GSoC 2018, Interested to contribute to Beats

Hi
I'm Amitosh Swain Mahapatra, a 3rd year CS undergrad from CET, Bhubaneswar, India. I'm interested to work on the idea - "Beats: Monitor Your Java Applications with JavaBeat".

I've a good deal of experience of Go, and knowlegde of JVM internals and various Java performance monitoring and instrumentation APIs. I also have prior experience with beats and ELK stack.

I have setup my development environment for beats, and currently I'm familiarizing with the codebase.

Currently, I'm working on my first PR addressing (https://github.com/elastic/beats/issues/5175), and I would like to know a bit more about what we are aiming to solve in this issue.

1 Like

Glad do hear you are interested in contributing to Beats. For https://github.com/elastic/beats/issues/5175 the main goal is to look at the existing logging level, potentially adjust the log levels or introduce new log messages to have more information available on what exactly is happening.

For the Javabeat we should discuss which metrics we can gather and how. Potentially it makes most sense to create a module for it in Metricbeat. We can directly continue this discussion here.

2 Likes

I have made a PR!

While we continue to iterate over the PR, I want to take up another issue with some more flexibility in order to be more comfortable with metricbeats. Any suggestions?

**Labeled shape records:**

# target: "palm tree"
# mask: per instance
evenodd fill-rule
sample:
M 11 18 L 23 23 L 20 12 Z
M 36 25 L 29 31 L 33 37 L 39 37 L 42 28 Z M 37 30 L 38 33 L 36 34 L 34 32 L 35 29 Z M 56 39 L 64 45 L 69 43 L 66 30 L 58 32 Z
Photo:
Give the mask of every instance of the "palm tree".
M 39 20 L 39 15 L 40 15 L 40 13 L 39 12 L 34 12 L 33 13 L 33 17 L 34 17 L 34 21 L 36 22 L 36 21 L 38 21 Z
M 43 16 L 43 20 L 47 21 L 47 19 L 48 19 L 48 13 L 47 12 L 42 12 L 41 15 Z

**THINGS TO DO:**
A. In the forum thread, what is the main goal of the logging issue, and what is it meant to achieve? Answer in one to three sentences.
B. Shift the labeled shape records by rewriting every line of them, requests included, with 96 added to each coordinate in the answer outlines.
The forum thread and the records are unrelated to each other.

**SOLUTIONS TO THE PROBLEMS:**
A. The main goal is to review the existing logging, possibly adjusting log levels or adding new log messages. This is meant to make more information available about exactly what is happening.

B.
# target: "palm tree"
# mask: per instance
evenodd fill-rule
sample:
M 11 18 L 23 23 L 20 12 Z
M 36 25 L 29 31 L 33 37 L 39 37 L 42 28 Z M 37 30 L 38 33 L 36 34 L 34 32 L 35 29 Z M 56 39 L 64 45 L 69 43 L 66 30 L 58 32 Z
Photo:
Give the mask of every instance of the "palm tree".
M 135 116 L 135 111 L 136 111 L 136 109 L 135 108 L 130 108 L 129 109 L 129 113 L 130 113 L 130 117 L 132 118 L 132 117 L 134 117 Z
M 139 112 L 139 116 L 143 117 L 143 115 L 144 115 L 144 109 L 143 108 L 138 108 L 137 111 Z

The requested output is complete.